Work to be completed: Copy the entries exactly. Leave nothing out and add nothing.

----

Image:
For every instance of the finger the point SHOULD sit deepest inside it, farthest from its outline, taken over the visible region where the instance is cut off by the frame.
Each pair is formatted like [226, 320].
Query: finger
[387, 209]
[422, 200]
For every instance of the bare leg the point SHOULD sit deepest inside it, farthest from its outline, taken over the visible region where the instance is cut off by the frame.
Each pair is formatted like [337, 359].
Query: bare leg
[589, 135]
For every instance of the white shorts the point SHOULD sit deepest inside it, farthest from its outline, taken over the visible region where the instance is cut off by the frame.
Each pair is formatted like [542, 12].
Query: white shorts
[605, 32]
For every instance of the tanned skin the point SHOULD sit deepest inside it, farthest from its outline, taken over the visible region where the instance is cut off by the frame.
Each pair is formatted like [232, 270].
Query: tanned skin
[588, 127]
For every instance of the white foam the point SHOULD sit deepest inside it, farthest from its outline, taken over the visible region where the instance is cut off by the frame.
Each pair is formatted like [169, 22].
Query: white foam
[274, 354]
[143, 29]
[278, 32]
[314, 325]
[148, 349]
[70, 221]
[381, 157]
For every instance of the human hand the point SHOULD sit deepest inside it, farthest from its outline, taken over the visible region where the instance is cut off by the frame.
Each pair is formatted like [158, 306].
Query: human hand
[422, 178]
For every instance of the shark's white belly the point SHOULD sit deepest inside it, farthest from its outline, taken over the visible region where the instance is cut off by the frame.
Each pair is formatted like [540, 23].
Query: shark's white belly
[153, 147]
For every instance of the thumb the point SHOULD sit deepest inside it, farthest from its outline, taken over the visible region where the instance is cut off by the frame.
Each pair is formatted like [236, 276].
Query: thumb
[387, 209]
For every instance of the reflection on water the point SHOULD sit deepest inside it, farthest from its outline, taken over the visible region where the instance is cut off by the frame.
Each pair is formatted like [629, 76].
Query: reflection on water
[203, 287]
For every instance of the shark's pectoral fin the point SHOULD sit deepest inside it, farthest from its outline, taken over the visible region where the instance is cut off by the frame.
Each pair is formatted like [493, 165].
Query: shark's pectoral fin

----

Task output:
Image:
For every instance of the finger the point SHOULD sit deepest inside it, farthest from its outline, taken over the visible region where the instance is cut off by the frame.
Each pair is formatted like [226, 320].
Query: finger
[387, 209]
[422, 200]
For every instance of the bare leg the point SHOULD sit deepest inside it, farthest from its outline, taken over the visible region where the instance is cut off by the frame.
Each pair is formatted like [337, 359].
Query: bare leg
[589, 135]
For every instance of the white shorts the point SHOULD sit deepest inside it, farthest from its outline, taken over the visible region where the instance is cut off by the frame.
Each pair is formatted like [542, 12].
Query: white shorts
[605, 32]
For every instance of the tanned skin the point SHOULD sit deepest inside it, farthest from its outline, taken over the visible region where the instance is cut off by the frame.
Each pair is formatted like [232, 270].
Query: tanned skin
[588, 127]
For every instance of the white foam the point SHOULD sit deepest inside it, farthest from its outline, taken over the visible region where the instance is cut off by the frame.
Each pair is formatted like [169, 22].
Query: white foam
[274, 354]
[143, 29]
[278, 32]
[314, 325]
[148, 349]
[70, 221]
[381, 157]
For every instance of the human hand the point SHOULD sit deepest inside it, farthest from its outline, taken over the visible region where the instance is cut off by the frame.
Each pair is formatted like [158, 306].
Query: human hand
[422, 178]
For every instance of the shark's white belly the point SHOULD sit deepest inside it, farthest from its outline, taken over the visible region where the instance is cut off by the frame.
Each pair is formatted like [540, 23].
Query: shark's white belly
[153, 147]
For every instance of the thumb the point SHOULD sit deepest inside it, farthest from its outline, taken over the visible region where the instance is cut off by the frame.
Each pair is formatted like [236, 276].
Query: thumb
[387, 209]
For every instance of the reflection on water the point SHOULD sit deepest inside it, farthest from its outline, taken over the visible region where the instance is cut off by the frame.
Each pair is formatted like [629, 76].
Query: reflection on water
[203, 287]
For every instance of the shark's pectoral fin the point SHOULD sit deepest inside it, farthest from its outline, taken over the visible region where the instance is cut off by the frame.
Each pair is formatted like [493, 165].
Query: shark's pectoral fin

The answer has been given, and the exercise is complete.